** start **
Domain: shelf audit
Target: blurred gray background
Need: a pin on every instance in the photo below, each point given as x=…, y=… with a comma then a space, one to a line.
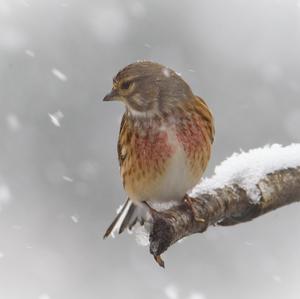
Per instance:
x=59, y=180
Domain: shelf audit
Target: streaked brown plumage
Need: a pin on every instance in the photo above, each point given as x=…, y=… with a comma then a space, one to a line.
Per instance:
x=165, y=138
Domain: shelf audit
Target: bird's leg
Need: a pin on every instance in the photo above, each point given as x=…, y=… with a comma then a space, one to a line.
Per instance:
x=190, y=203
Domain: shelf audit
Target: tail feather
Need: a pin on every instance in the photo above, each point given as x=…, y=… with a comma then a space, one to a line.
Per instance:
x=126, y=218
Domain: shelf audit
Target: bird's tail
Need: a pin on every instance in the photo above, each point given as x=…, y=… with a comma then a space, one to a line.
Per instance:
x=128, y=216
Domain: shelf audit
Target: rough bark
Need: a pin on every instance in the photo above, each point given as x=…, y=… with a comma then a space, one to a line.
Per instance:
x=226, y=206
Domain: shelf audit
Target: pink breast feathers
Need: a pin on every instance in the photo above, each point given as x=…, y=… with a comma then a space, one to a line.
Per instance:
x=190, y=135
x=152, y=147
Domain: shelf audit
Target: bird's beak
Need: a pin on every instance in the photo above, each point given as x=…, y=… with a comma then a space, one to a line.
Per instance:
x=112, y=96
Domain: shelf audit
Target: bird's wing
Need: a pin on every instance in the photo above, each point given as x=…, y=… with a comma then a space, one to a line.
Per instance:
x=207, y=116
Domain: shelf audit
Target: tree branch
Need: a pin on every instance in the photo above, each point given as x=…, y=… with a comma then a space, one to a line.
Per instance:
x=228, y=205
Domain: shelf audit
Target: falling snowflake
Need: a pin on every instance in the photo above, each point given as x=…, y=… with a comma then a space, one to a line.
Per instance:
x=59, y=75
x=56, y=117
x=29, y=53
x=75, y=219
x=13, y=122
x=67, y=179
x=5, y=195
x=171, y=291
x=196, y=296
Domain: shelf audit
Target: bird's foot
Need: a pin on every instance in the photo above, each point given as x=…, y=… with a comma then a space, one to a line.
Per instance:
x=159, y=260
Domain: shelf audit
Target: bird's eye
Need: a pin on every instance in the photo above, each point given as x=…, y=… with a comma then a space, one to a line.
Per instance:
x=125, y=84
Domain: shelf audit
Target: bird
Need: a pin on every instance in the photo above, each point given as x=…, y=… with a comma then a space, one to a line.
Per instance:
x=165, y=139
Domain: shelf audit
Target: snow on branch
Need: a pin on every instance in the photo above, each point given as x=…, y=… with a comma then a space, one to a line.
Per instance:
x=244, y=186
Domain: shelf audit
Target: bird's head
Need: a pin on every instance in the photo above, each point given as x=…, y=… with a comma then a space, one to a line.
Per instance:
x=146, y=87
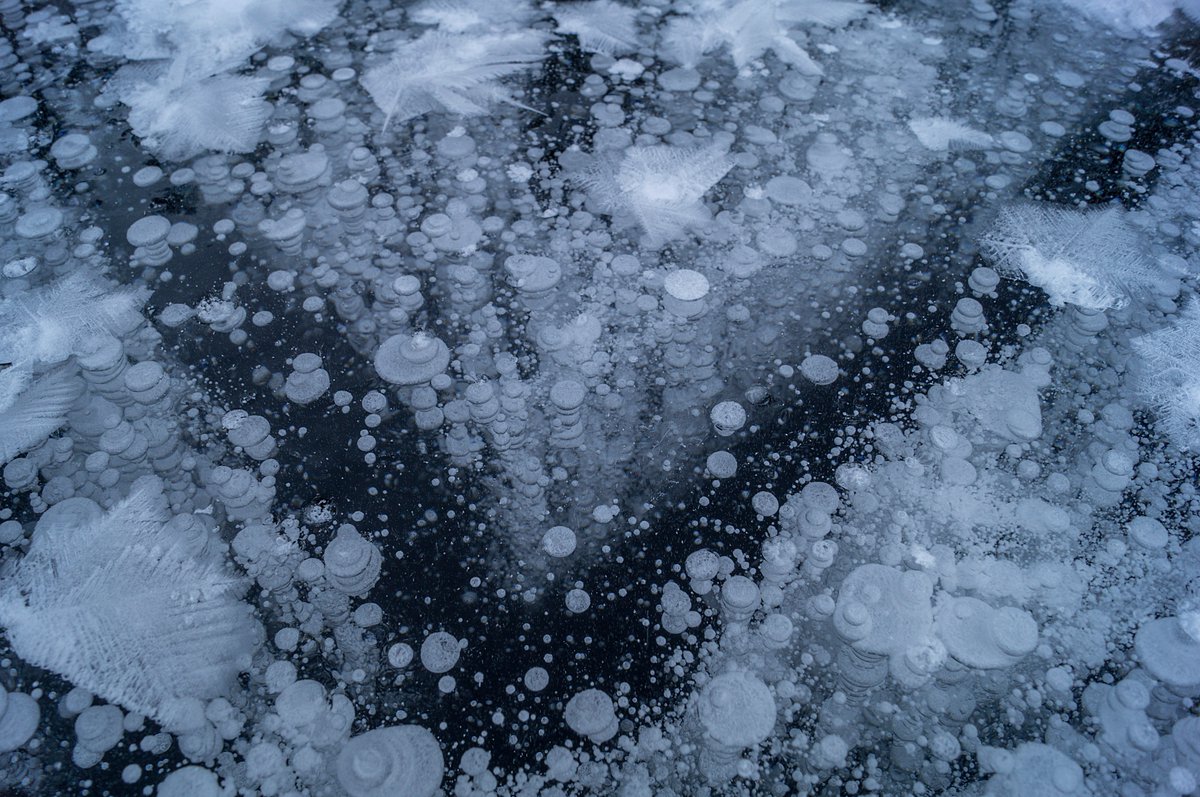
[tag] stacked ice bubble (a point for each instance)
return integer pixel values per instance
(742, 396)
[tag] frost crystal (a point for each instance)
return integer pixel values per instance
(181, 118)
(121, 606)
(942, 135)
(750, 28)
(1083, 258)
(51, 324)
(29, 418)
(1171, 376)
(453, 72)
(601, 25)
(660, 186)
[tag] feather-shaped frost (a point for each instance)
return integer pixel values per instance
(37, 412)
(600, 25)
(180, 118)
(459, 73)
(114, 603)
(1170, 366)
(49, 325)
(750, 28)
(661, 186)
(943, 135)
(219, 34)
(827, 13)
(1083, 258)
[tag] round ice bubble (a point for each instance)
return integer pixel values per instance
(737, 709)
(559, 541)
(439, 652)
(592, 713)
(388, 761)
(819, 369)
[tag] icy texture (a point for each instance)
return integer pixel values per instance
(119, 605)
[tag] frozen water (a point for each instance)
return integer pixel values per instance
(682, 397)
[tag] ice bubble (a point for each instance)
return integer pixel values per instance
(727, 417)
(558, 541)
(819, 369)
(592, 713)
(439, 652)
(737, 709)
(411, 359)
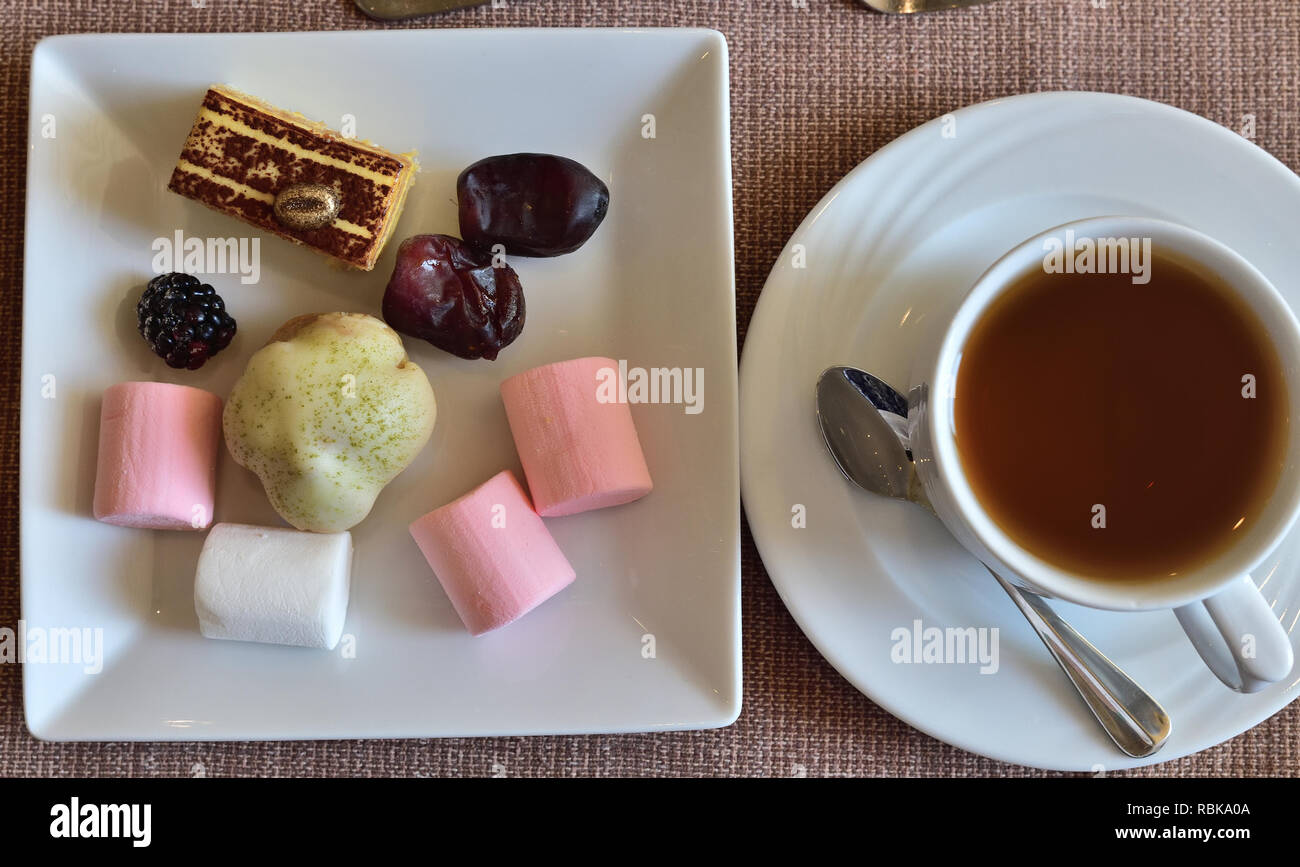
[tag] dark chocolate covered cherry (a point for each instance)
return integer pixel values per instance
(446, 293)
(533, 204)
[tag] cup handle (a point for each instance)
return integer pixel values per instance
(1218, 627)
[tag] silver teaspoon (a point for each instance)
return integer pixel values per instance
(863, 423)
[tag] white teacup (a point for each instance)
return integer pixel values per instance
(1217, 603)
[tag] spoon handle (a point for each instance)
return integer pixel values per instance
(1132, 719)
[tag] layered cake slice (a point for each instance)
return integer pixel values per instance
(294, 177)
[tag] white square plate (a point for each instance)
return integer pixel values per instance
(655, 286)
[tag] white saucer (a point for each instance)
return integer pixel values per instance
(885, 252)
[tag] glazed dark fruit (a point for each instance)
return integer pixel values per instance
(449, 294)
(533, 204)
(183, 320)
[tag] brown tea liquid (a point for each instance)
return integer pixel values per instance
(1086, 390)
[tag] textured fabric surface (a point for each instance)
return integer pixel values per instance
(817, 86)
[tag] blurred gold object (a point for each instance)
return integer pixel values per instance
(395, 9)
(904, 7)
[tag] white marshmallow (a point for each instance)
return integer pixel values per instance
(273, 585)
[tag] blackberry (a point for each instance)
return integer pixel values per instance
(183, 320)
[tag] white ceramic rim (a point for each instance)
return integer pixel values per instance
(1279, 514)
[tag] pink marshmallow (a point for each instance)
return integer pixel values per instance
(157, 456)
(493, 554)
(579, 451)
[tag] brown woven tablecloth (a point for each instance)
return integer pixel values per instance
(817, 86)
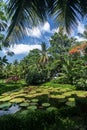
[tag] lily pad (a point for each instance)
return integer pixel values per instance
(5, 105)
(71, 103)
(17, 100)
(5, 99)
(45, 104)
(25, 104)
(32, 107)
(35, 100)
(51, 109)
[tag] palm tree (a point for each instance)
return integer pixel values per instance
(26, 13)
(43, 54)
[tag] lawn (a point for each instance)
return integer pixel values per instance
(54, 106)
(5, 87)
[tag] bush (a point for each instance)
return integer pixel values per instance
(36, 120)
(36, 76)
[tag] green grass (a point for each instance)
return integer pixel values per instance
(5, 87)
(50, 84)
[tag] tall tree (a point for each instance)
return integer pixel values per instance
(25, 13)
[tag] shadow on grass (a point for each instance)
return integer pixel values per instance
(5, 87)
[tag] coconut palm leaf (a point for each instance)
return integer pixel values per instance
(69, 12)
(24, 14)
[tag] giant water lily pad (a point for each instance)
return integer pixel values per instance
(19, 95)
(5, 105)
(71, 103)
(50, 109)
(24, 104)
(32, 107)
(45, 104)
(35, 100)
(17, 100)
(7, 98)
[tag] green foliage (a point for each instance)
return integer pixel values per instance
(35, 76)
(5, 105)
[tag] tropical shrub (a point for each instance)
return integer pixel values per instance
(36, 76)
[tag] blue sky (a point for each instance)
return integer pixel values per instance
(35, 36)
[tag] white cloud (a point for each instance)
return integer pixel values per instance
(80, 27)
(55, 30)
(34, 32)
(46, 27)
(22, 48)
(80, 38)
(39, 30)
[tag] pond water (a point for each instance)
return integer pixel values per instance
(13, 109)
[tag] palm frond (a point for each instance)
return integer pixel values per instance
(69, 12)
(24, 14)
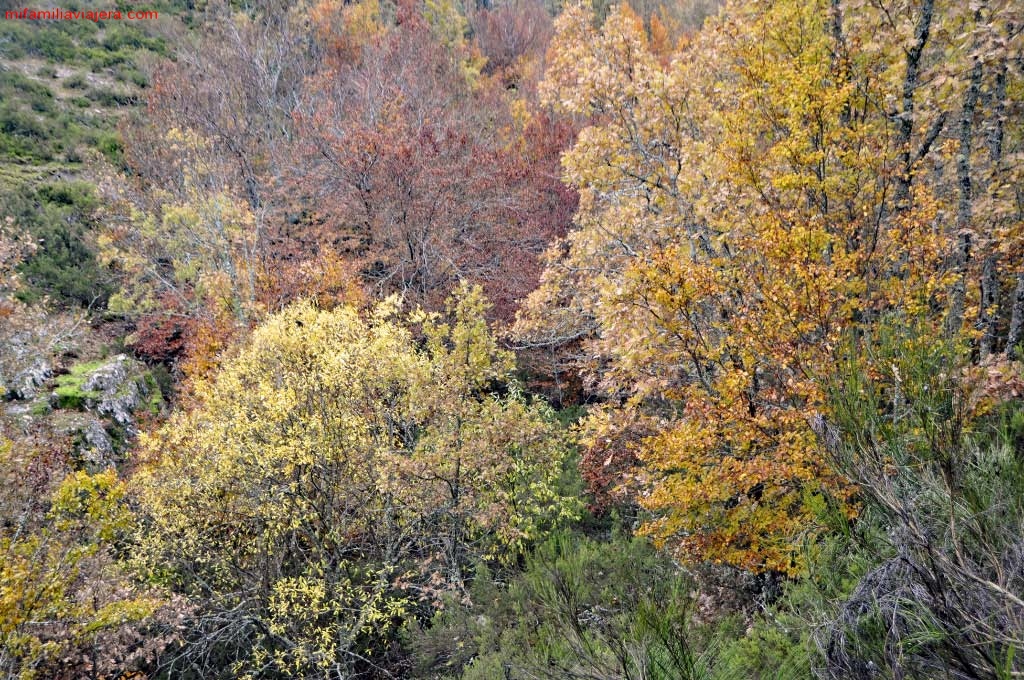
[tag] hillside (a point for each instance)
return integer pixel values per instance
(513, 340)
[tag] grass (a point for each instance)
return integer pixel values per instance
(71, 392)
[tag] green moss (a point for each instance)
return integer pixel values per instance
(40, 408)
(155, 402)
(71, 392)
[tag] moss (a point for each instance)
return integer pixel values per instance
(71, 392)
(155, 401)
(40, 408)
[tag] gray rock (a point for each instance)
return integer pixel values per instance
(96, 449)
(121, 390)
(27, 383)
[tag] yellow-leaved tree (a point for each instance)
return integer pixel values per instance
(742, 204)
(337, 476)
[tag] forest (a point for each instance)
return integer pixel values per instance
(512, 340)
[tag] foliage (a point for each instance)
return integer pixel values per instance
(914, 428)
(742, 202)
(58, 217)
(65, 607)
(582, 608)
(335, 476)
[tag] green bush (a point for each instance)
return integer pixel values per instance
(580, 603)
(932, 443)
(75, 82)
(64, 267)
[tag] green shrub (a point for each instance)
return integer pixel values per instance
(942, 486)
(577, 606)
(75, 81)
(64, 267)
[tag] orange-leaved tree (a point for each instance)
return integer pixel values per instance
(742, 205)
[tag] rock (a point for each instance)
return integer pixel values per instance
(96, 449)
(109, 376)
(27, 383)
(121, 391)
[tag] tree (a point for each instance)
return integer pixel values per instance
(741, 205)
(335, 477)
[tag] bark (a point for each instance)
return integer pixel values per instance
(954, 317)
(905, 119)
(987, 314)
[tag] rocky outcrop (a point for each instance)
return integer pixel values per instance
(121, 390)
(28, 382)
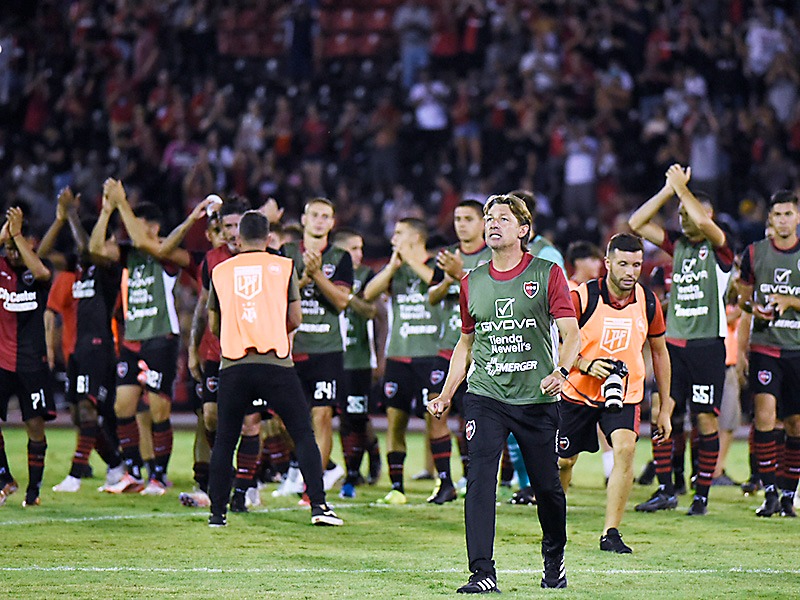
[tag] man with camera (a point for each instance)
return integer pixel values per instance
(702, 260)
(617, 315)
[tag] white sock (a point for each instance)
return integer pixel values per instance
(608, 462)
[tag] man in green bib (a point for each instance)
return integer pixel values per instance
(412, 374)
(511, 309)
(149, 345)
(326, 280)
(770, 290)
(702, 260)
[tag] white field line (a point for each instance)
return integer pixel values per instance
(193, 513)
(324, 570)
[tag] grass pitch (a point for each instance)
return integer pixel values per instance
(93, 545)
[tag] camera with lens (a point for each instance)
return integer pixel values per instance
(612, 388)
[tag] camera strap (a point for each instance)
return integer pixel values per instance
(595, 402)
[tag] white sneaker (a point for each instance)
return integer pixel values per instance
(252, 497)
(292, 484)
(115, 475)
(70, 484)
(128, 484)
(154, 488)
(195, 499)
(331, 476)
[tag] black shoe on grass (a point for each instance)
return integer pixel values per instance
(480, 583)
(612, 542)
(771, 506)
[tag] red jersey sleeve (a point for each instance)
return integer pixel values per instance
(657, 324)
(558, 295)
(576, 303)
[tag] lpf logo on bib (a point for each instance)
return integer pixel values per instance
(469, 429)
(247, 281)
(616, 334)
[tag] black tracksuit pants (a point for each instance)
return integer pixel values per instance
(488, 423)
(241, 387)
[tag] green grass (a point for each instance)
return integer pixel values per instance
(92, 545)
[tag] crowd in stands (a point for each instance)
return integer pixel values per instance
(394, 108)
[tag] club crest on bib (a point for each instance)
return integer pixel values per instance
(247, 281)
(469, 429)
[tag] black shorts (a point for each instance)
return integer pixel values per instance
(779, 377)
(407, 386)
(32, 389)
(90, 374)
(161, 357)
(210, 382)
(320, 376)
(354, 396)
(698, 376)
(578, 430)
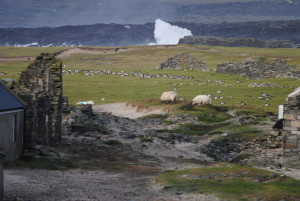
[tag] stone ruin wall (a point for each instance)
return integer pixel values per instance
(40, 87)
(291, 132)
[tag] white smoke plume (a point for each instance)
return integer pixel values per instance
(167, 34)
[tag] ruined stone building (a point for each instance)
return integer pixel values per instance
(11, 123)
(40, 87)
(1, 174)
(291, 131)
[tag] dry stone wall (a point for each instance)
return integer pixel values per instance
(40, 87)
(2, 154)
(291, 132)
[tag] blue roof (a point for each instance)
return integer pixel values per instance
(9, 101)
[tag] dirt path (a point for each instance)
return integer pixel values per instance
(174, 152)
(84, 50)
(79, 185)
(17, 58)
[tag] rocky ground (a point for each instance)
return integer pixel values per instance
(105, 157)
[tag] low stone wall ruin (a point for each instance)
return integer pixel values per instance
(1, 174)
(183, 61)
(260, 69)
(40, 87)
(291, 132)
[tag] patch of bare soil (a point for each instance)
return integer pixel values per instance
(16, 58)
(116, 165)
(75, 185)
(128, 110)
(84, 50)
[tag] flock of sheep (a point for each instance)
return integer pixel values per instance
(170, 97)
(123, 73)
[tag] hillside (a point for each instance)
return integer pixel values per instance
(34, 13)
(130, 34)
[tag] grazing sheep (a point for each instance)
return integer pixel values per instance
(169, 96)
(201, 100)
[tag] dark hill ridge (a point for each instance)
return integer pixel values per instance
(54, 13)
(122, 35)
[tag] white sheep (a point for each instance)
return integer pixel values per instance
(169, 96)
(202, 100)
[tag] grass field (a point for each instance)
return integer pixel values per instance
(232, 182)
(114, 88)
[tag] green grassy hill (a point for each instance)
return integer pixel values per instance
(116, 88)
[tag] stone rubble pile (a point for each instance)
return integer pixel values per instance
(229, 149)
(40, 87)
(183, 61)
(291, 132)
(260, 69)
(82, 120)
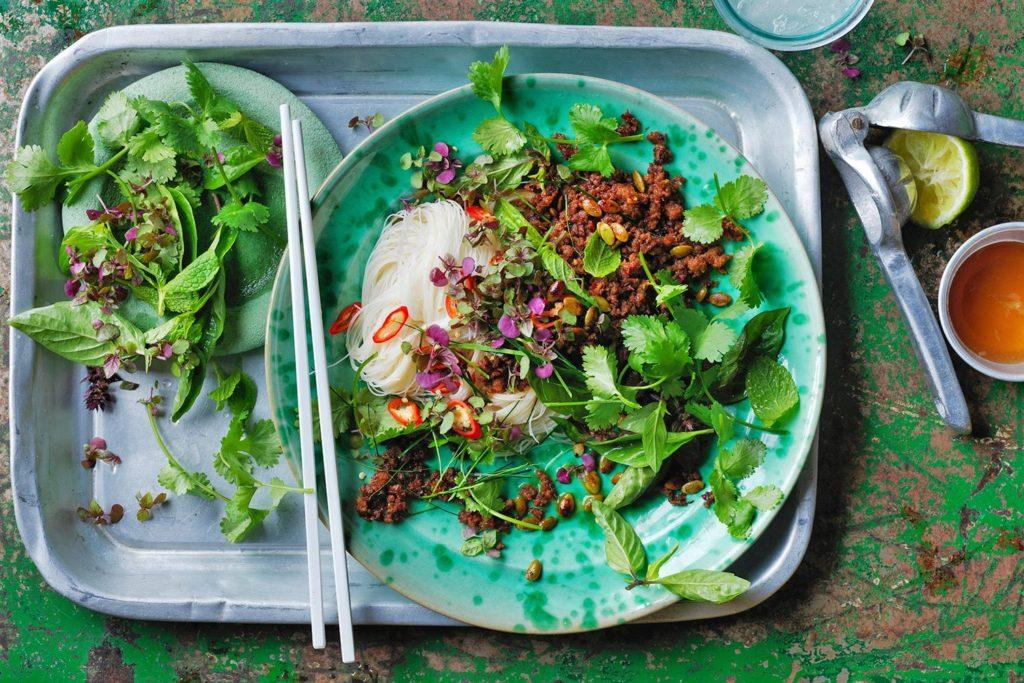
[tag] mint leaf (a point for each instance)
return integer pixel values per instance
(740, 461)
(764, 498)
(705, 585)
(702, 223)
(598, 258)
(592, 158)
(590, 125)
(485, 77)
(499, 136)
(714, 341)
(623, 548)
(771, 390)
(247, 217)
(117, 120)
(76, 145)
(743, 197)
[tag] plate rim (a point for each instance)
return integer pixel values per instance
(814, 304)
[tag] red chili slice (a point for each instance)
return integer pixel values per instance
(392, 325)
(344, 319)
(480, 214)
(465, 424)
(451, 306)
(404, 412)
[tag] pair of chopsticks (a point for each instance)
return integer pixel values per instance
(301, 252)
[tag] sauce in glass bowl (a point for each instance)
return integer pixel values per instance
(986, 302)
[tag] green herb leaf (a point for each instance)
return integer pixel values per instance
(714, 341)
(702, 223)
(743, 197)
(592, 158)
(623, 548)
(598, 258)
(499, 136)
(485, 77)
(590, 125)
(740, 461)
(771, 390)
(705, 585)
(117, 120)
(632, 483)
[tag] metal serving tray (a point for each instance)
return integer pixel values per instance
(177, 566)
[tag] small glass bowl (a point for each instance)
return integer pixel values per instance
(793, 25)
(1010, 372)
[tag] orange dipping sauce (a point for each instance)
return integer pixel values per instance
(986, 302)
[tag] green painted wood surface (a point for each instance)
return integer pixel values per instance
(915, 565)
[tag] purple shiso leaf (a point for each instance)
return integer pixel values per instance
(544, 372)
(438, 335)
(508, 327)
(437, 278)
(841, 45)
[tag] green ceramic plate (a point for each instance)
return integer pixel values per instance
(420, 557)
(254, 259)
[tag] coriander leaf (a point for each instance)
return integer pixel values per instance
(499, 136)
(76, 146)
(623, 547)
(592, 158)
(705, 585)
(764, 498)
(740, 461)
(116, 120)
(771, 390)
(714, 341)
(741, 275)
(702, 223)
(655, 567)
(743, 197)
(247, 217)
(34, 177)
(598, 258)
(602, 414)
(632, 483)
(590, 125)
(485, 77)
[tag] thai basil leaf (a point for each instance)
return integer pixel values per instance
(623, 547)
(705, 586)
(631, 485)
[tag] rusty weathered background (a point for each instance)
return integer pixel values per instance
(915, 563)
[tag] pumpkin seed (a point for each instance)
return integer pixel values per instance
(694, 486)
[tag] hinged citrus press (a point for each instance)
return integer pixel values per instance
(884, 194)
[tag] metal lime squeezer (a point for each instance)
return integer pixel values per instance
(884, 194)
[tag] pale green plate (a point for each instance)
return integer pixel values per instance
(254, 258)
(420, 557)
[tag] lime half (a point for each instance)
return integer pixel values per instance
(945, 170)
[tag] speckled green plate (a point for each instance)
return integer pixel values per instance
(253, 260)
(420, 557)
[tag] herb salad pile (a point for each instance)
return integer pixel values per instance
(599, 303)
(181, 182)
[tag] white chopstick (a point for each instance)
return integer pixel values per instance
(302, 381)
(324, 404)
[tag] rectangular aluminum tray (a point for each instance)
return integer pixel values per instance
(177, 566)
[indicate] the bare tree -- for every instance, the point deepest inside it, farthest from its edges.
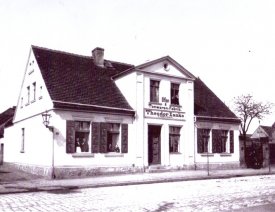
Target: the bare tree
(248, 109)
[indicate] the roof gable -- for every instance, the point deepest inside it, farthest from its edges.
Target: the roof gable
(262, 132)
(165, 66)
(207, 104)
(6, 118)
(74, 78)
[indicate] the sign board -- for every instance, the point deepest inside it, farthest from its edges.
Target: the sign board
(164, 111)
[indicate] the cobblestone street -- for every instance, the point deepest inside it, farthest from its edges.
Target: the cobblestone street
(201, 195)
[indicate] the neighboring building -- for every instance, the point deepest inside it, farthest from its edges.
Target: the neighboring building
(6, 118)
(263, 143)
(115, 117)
** end **
Rewrite everything from the top of the items down to the line containing "x=165, y=138", replacing "shelf audit" with "field survey" and changing nothing else. Leave the pictures out of your answer.

> _Solution to the problem_:
Domain: field survey
Target: blurred gray background
Need: a pin on every instance in the photo below, each point given as x=…, y=… with a comma then a space, one to a line.
Per instance:
x=59, y=180
Domain: field survey
Target: streaked brown plumage
Need: a pin on every instance in the photo above, each point given as x=…, y=… with a comma then a space, one to a line.
Per instance:
x=165, y=138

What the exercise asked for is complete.